▶ _JOB 1_
Count how many lines of the records contain the string "forested", with case counting, and give only the number.

▶ _PASSAGE GIVEN_
* Start *
Goran Ivanišević (; born 13 September 1971) is a Croatian former professional tennis player and current coach. He is the only player to win a Wimbledon singles title as a wildcard. He achieved this in 2001 while ranked world No. 125, after being runner-up at Wimbledon in 1992, 1994 and 1998. Ivanišević's career-high singles ranking was world No. 2, achieved in July 1994. He coached Marin Čilić from September 2013 to July 2016, leading Čilić to his only major title to date at the 2014 US Open. He has been coaching Novak Djokovic since 2019. Ivanišević was inducted into the International Tennis Hall of Fame in 2020.

Career 
Goran is the son of Gorana (née Škaričić) and Srđan Ivanišević. As a boy, he was trained by Jelena Genčić. He turned professional in 1988 and, later that year, with Rüdiger Haas, won his first career doubles title in Frankfurt. Although he focused mostly on his singles career, he also had some success in doubles, winning nine titles and reaching a career-high ranking of 20.
* End *
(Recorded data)
* Start *
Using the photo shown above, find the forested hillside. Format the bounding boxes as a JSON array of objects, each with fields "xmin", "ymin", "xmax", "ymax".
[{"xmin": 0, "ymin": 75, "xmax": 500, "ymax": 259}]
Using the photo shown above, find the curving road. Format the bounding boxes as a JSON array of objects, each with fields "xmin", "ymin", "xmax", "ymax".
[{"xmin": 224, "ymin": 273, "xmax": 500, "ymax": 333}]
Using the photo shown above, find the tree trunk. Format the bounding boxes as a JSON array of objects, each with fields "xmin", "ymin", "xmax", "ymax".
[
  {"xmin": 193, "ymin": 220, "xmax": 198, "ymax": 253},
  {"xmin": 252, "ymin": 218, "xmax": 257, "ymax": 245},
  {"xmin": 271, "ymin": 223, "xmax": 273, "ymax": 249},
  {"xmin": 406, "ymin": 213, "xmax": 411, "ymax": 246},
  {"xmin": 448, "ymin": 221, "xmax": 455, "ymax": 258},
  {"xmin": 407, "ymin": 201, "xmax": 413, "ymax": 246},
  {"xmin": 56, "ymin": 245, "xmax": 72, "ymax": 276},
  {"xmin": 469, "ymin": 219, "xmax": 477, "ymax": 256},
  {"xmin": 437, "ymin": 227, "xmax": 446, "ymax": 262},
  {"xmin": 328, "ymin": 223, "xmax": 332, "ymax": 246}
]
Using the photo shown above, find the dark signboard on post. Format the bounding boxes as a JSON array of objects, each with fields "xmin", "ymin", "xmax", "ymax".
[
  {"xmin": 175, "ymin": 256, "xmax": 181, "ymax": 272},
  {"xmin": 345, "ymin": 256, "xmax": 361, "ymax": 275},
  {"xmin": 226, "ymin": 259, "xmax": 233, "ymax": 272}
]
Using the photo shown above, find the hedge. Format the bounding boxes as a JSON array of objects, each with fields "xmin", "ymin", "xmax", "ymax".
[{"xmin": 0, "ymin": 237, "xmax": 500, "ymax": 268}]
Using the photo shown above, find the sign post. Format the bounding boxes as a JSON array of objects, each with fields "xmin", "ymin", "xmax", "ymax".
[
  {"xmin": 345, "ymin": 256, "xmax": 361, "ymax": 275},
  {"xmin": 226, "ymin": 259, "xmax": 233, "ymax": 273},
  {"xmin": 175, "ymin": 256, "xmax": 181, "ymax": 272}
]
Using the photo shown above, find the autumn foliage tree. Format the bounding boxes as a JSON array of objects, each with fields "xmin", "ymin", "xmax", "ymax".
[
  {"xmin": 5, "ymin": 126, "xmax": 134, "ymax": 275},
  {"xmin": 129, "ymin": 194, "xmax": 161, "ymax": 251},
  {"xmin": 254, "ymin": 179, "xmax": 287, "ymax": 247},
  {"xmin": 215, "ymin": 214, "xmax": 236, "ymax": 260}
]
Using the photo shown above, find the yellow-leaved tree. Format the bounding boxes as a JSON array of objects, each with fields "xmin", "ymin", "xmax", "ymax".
* End *
▶ _JOB 2_
Please condense the paragraph in the passage on Goran Ivanišević that begins "Goran is the son of" into a shorter version that keeps its main facts.

▶ _RESULT 1_
1

▶ _RESULT 2_
Goran Ivanišević is the son of Gorana (née Škaričić) and Srđan Ivanišević, and Jelena Genčić trained him as a boy. He turned professional in 1988 and that year won his first doubles title with Rüdiger Haas in Frankfurt. Though he focused mainly on singles, he won nine doubles titles and reached a career-high doubles ranking of 20.